===== Document excerpt
Original URL: https://www.theregister.com/2013/02/19/ee_numbers/

EE's revenues dip, but smartphones lure in 200k new contracts

4G not the promised goldmine, though

By Bill Ray

Posted in On-Prem, 19th February 2013 12:43 GMT

UK telecoms giant EE's first annual results are in, showing cost savings and revenue growth wiped out by regulatory changes, but customer numbers are up - even if it's not 4G that's attracting them.

The UK's biggest network operator posted full-year earnings of £1.41bn for 2012 before the numbers for tax and depreciation (EBITDA) on revenues of £6.65bn pounds, but that wasn't quite enough to make a profit. Instead EE saw an overall loss of £249m, despite adding 201,000 contract customers, increasing revenue, and cutting costs, because regulatory changes - notably the cut in mobile termination rates - cost it dearly.

Take those changes out and revenues would be up 2.7 per cent compared to 2011.

But it does seem that EE is positioned well for 2013, as 4G is attracting customers and 4G customers pay an average of 10 per cent more for their contracts. The company also said that its 4G monopoly has paid off to some extent. Quite how much it won't say - there aren't any numbers for 4G subscribers. EE says that's to prevent interference with the ongoing auction, but as industry analysts at Ovum point out:

If customer uptake was far ahead of expectation, then we would hear about it. We therefore have to conclude that uptake has not been spectacular.

The analysts also noted that EE's premium pricing of 4G is unique in developed markets. Neither Japan, South Korea nor the USA charge significantly extra for LTE services - but then none of those countries gave a single operator quite such a monopoly as EE achieved in the UK.
==========
===== Data shown
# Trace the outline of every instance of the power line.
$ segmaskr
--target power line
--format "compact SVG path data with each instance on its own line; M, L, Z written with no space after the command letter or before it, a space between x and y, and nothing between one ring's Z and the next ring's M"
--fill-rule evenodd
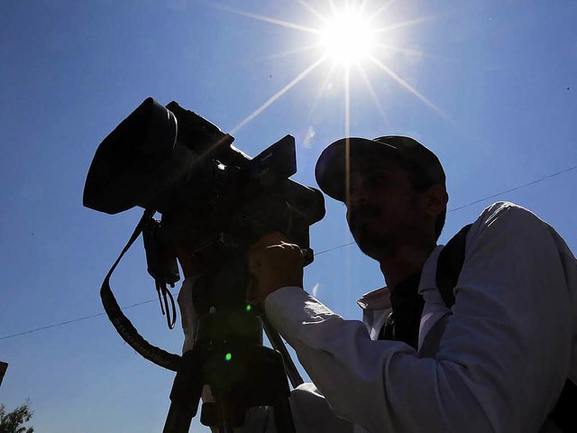
M522 188L526 188L526 187L528 187L528 186L531 186L531 185L535 185L536 183L542 182L544 180L546 180L547 179L554 178L555 176L559 176L560 174L567 173L567 172L569 172L569 171L571 171L572 170L575 170L575 169L577 169L577 166L571 167L570 169L566 169L566 170L562 170L561 171L557 171L556 173L548 174L546 176L544 176L541 179L537 179L536 180L531 180L530 182L527 182L527 183L525 183L523 185L519 185L519 186L511 188L511 189L507 189L505 191L498 192L496 194L491 194L490 196L487 196L487 197L484 197L482 198L479 198L478 200L472 201L471 203L467 203L466 205L460 206L458 207L453 207L452 209L447 210L447 213L454 212L456 210L464 209L465 207L471 207L472 205L476 205L477 203L481 203L482 201L489 200L490 198L495 198L496 197L499 197L499 196L502 196L504 194L508 194L511 191L517 191L517 189L521 189ZM330 251L338 250L339 248L344 248L345 246L353 245L353 244L354 244L354 242L350 242L350 243L344 244L343 245L339 245L339 246L334 246L333 248L329 248L328 250L319 251L318 253L315 253L315 255L319 255L319 254L322 254L322 253L328 253Z
M571 167L571 168L566 169L566 170L563 170L561 171L557 171L556 173L553 173L553 174L549 174L547 176L544 176L543 178L537 179L536 180L532 180L532 181L525 183L523 185L519 185L519 186L511 188L509 189L507 189L507 190L504 190L504 191L501 191L501 192L498 192L496 194L491 194L490 196L484 197L484 198L480 198L478 200L472 201L471 203L468 203L466 205L460 206L458 207L453 207L452 209L447 210L447 213L448 212L454 212L454 211L461 210L461 209L464 209L465 207L471 207L472 205L476 205L476 204L481 203L482 201L489 200L490 198L495 198L496 197L499 197L499 196L502 196L504 194L508 194L509 192L516 191L517 189L521 189L523 188L529 187L531 185L535 185L536 183L542 182L542 181L546 180L548 179L554 178L555 176L559 176L561 174L567 173L567 172L572 171L572 170L576 170L576 169L577 169L577 166L574 166L574 167ZM340 248L344 248L345 246L352 245L353 244L354 244L354 242L350 242L350 243L344 244L343 245L339 245L339 246L334 246L333 248L329 248L328 250L323 250L323 251L320 251L318 253L315 253L315 254L316 255L319 255L319 254L323 254L325 253L330 253L331 251L338 250ZM136 304L129 305L128 307L123 307L121 309L133 309L134 307L139 307L141 305L150 304L151 302L154 302L156 300L158 300L158 299L149 299L149 300L145 300L143 302L138 302ZM8 338L13 338L14 336L25 336L27 334L32 334L33 332L38 332L38 331L41 331L41 330L44 330L44 329L50 329L51 327L61 327L61 326L64 326L64 325L69 325L70 323L80 322L82 320L87 320L89 318L98 318L98 317L104 316L105 314L106 313L97 313L97 314L93 314L91 316L86 316L86 317L80 318L73 318L71 320L67 320L65 322L55 323L53 325L48 325L46 327L35 327L35 328L30 329L28 331L19 332L17 334L13 334L13 335L10 335L10 336L0 336L0 340L6 340Z
M156 300L158 300L158 299L149 299L149 300L145 300L143 302L138 302L136 304L129 305L128 307L123 307L120 309L133 309L134 307L139 307L141 305L150 304L151 302L154 302ZM44 329L50 329L50 327L61 327L63 325L69 325L70 323L81 322L82 320L87 320L88 318L98 318L100 316L105 316L105 314L106 313L104 313L104 312L103 313L97 313L97 314L92 314L90 316L86 316L84 318L73 318L71 320L67 320L65 322L60 322L60 323L55 323L53 325L48 325L46 327L34 327L33 329L29 329L28 331L19 332L17 334L13 334L11 336L0 336L0 340L6 340L8 338L12 338L12 337L14 337L14 336L25 336L26 334L32 334L33 332L42 331Z

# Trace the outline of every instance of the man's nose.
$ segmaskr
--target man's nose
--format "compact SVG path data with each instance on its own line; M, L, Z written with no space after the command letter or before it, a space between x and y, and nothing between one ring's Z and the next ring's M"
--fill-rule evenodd
M368 198L368 189L362 178L351 176L348 185L348 201L351 204L364 203Z

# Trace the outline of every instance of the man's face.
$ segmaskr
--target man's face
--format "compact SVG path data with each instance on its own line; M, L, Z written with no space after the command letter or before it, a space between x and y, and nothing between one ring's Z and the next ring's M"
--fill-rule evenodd
M346 206L355 242L376 260L422 242L428 229L423 194L413 190L403 169L353 171Z

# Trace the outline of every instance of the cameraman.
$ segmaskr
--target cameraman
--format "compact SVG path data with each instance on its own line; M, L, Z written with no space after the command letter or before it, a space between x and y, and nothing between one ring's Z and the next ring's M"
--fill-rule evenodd
M359 300L364 324L344 320L303 290L297 245L270 234L249 252L257 303L320 390L293 392L297 431L337 431L328 410L299 425L300 401L316 412L323 395L353 425L341 431L562 431L548 417L577 382L577 263L556 232L511 203L489 207L449 309L435 281L448 201L436 156L408 137L343 139L316 175L387 286Z

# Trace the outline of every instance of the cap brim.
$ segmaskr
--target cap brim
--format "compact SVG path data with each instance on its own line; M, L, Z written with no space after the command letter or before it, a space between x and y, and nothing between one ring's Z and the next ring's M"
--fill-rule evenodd
M347 171L383 166L386 157L398 157L397 148L385 143L350 137L337 140L323 151L316 161L315 177L325 194L344 201Z

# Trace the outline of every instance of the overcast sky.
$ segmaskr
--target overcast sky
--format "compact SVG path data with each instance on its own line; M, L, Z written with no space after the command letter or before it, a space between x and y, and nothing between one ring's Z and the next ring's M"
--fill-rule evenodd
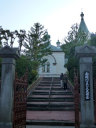
M0 0L0 26L28 31L39 22L55 45L74 23L80 23L81 11L89 31L96 32L96 0Z

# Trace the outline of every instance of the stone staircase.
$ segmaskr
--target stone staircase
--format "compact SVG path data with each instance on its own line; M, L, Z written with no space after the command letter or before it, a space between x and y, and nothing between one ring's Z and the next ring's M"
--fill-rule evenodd
M61 88L59 78L43 78L30 93L27 124L74 125L74 97L69 89Z

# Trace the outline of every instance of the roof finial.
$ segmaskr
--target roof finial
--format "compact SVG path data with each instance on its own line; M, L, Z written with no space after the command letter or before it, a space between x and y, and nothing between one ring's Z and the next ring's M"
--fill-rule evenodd
M80 16L81 16L81 20L83 20L84 13L83 13L83 12L81 12Z

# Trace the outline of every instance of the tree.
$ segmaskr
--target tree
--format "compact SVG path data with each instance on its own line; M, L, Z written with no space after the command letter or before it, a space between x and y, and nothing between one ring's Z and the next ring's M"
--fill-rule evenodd
M73 24L71 30L68 32L68 36L65 37L65 43L80 43L87 40L87 35L84 31L79 29L79 25Z
M26 31L25 30L20 30L20 31L15 30L15 35L18 38L19 50L21 52L21 48L24 45L24 41L26 38Z
M72 25L71 30L68 32L68 36L65 38L65 44L61 46L66 57L68 58L68 62L65 67L68 70L68 75L72 82L74 78L74 68L79 69L79 61L75 57L75 47L83 45L86 40L86 33L79 30L78 24L74 24Z
M49 47L50 36L47 30L44 30L44 26L40 23L35 23L25 40L23 46L25 47L26 56L30 60L35 61L37 65L45 63L46 59L43 59L43 57L51 54L51 50Z
M19 77L22 77L26 70L28 70L28 83L31 84L37 77L37 71L34 70L35 63L29 60L26 56L21 55L21 57L16 61L16 72Z

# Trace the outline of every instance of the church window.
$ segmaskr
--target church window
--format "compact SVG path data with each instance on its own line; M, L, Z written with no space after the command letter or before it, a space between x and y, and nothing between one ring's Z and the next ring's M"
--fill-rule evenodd
M50 72L50 63L47 63L47 72Z

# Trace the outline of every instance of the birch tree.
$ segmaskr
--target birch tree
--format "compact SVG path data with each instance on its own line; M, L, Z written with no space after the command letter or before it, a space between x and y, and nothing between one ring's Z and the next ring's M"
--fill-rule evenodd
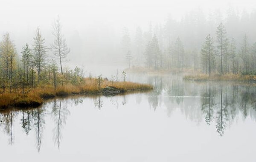
M63 59L67 57L70 52L70 49L68 48L66 43L66 39L64 38L61 33L62 25L60 22L58 15L54 21L53 31L52 32L54 36L53 43L51 45L52 51L55 56L59 59L61 74L63 74L62 70L62 61Z
M15 62L15 47L10 38L9 33L3 34L3 40L0 42L0 56L4 71L4 77L10 81L10 92L12 93L12 76Z

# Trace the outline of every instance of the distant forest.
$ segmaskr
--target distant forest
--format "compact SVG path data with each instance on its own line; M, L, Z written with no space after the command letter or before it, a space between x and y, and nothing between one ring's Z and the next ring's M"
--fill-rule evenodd
M132 37L125 28L121 48L129 67L254 75L256 29L256 10L239 13L230 8L207 16L198 9L180 21L169 17L145 31L138 27Z

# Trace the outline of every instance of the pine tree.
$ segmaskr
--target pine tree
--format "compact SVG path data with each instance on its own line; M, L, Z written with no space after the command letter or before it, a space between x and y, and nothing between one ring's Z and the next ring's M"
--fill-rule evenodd
M205 38L205 41L201 49L202 63L203 66L206 65L206 67L208 67L209 77L211 75L211 68L212 67L214 60L214 50L213 39L209 34Z
M29 66L30 58L32 57L31 50L29 47L29 45L26 43L26 45L22 47L21 51L21 60L23 62L23 64L26 67L26 80L27 83L29 83Z
M249 52L248 38L247 35L245 34L240 50L240 53L244 65L243 72L247 74L249 73L250 58Z
M225 49L227 45L227 39L226 37L227 32L225 29L225 26L222 23L221 23L217 28L217 48L219 50L218 53L221 56L221 75L222 75L223 58L225 54Z

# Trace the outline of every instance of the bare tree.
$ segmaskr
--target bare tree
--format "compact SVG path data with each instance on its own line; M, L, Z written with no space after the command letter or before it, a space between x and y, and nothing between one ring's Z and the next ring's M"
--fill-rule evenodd
M60 22L58 15L57 19L54 21L53 27L53 31L52 33L54 36L55 39L53 43L51 45L51 47L53 54L60 60L61 74L63 74L61 61L70 53L70 50L67 47L66 39L63 38L63 35L61 34L62 25Z

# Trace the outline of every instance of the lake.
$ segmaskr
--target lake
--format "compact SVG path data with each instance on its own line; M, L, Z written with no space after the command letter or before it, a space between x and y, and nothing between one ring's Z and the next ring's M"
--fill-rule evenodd
M128 76L154 90L0 112L1 161L255 161L255 87Z

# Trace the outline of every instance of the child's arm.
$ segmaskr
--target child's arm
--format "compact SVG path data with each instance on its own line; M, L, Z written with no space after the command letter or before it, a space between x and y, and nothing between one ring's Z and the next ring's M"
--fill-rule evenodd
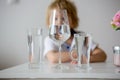
M106 58L106 53L98 47L91 51L90 62L104 62Z

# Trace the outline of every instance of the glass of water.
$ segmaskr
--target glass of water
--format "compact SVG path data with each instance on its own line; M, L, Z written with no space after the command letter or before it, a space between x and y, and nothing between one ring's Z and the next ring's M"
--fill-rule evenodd
M42 63L42 28L28 30L29 68L39 68Z

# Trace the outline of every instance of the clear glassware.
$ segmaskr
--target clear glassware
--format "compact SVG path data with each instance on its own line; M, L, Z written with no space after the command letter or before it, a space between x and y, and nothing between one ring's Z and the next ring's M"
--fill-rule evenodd
M40 28L29 28L27 30L27 39L28 39L28 52L29 52L29 68L36 69L40 68L42 61L42 31Z
M90 34L74 34L70 55L73 61L78 62L75 69L79 71L92 69L92 67L90 66L91 41L92 37ZM74 54L77 54L78 57L74 58Z
M59 45L59 61L56 69L65 69L61 62L61 44L70 37L70 27L66 10L54 9L50 16L49 37Z

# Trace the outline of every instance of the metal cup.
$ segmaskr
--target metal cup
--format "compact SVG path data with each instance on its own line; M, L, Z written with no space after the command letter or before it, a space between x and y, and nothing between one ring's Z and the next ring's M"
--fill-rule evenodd
M77 67L90 69L90 50L92 37L90 34L77 33L74 34L73 43L71 46L71 58L78 62ZM77 54L77 58L73 55Z

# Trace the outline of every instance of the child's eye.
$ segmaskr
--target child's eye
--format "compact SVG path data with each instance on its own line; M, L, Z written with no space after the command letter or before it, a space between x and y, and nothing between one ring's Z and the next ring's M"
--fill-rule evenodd
M57 20L58 18L55 18L55 20Z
==========
Exercise instructions:
(A) Rewrite the passage of the article on EE's 2012 results between "Original URL: https://www.theregister.com/2013/02/19/ee_numbers/" and "that's attracting them.", inclusive, putting "rule changes" wherever "regulatory changes" appears.
(B) Write the next part of the article on EE's 2012 results, starting after its final sentence.

Outputs for the tasks:
(A)
Original URL: https://www.theregister.com/2013/02/19/ee_numbers/

EE's revenues dip, but smartphones lure in 200k new contracts

4G not the promised goldmine, though

By Bill Ray

Posted in On-Prem, 19th February 2013 12:43 GMT

UK telecoms giant EE's first annual results are in, showing cost savings and revenue growth wiped out by rule changes, but customer numbers are up - even if it's not 4G that's attracting them.

(B)
EE was formed by the merger of Orange and T-Mobile, so has been busy switching off 2,659 cell sites (duplicates, one would hope) and closing stores (78 to be shuttered, some still in progress) so the savings are on track and operational costs should continue to decline.

Churn is very low, 1.4 per cent, and more than half of EE's customers are on contracts these days, which increases loyalty and Average Revenue Per User (ARPU) too. That ARPU is, however, still coming from voice services. EE is justifiably proud that "non-voice revenue" now makes up 50 per cent, but look a little closer and one sees that SMS is still important as data only makes up 34 per cent of what customers pay.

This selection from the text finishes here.